===== Data for this exercise
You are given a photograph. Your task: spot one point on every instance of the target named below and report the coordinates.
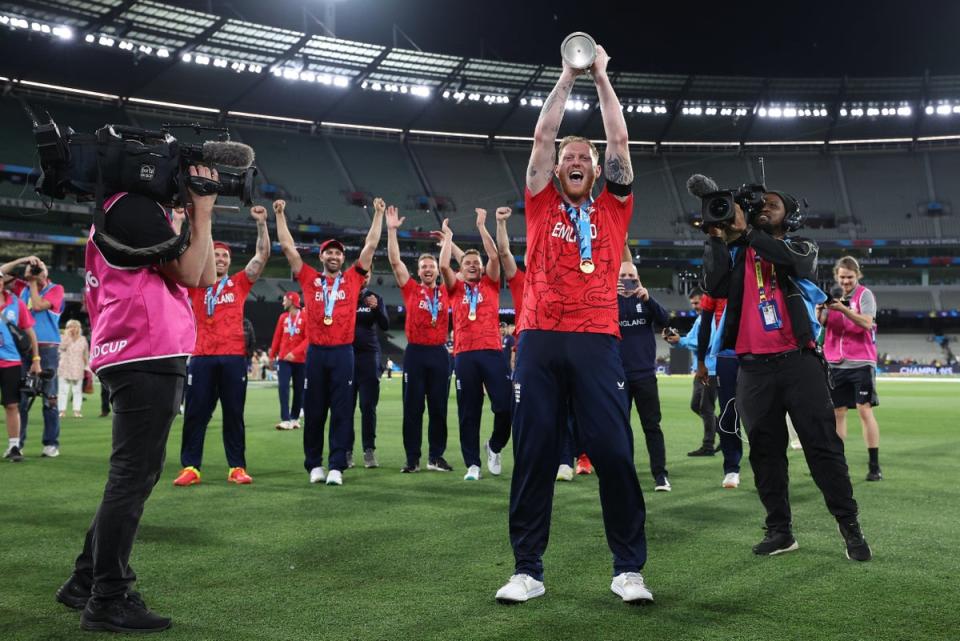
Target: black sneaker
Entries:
(126, 614)
(439, 464)
(74, 594)
(775, 542)
(857, 548)
(702, 451)
(13, 454)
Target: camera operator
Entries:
(16, 317)
(850, 347)
(144, 365)
(44, 299)
(761, 272)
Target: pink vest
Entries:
(136, 313)
(845, 339)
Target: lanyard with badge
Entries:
(580, 218)
(433, 304)
(473, 297)
(330, 298)
(212, 297)
(769, 310)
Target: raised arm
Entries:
(287, 246)
(393, 247)
(493, 259)
(255, 267)
(449, 276)
(543, 157)
(616, 157)
(373, 236)
(507, 261)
==========
** Task instructions **
Write out the line containing "Target: pink vest" and every line after it through the end of the entries. Keep each one exactly as it is, and add nothing.

** Result for this task **
Target: pink vest
Entries:
(136, 313)
(845, 339)
Target: lanyard with badge
Entries:
(580, 218)
(433, 304)
(473, 297)
(330, 298)
(212, 297)
(769, 310)
Target: raised arm
Entries:
(287, 246)
(393, 247)
(493, 259)
(255, 267)
(449, 276)
(543, 157)
(616, 157)
(373, 236)
(507, 261)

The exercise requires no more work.